Instructions to follow
Copy each of the items below word for word, omitting the pictures from your reply.
------------------------------------------------------------
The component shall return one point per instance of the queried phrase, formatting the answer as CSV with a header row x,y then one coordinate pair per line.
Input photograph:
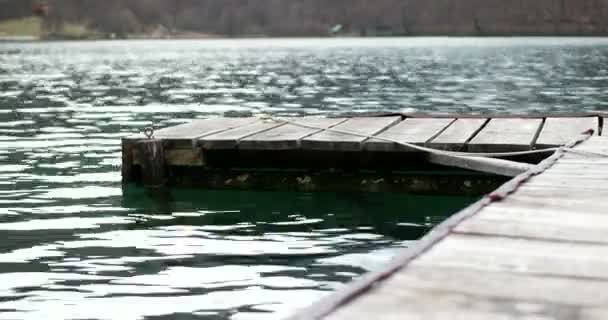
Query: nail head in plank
x,y
334,141
527,256
287,136
457,134
229,139
559,131
505,135
415,131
------------------------------------------------------------
Answer
The component shall return one point per instance of the queried phrase, formatting the answer as CSV with a header row x,y then one coordinate pair per line.
Input photograph:
Query: nail head in plank
x,y
334,141
527,256
287,136
457,134
229,139
559,131
505,135
415,131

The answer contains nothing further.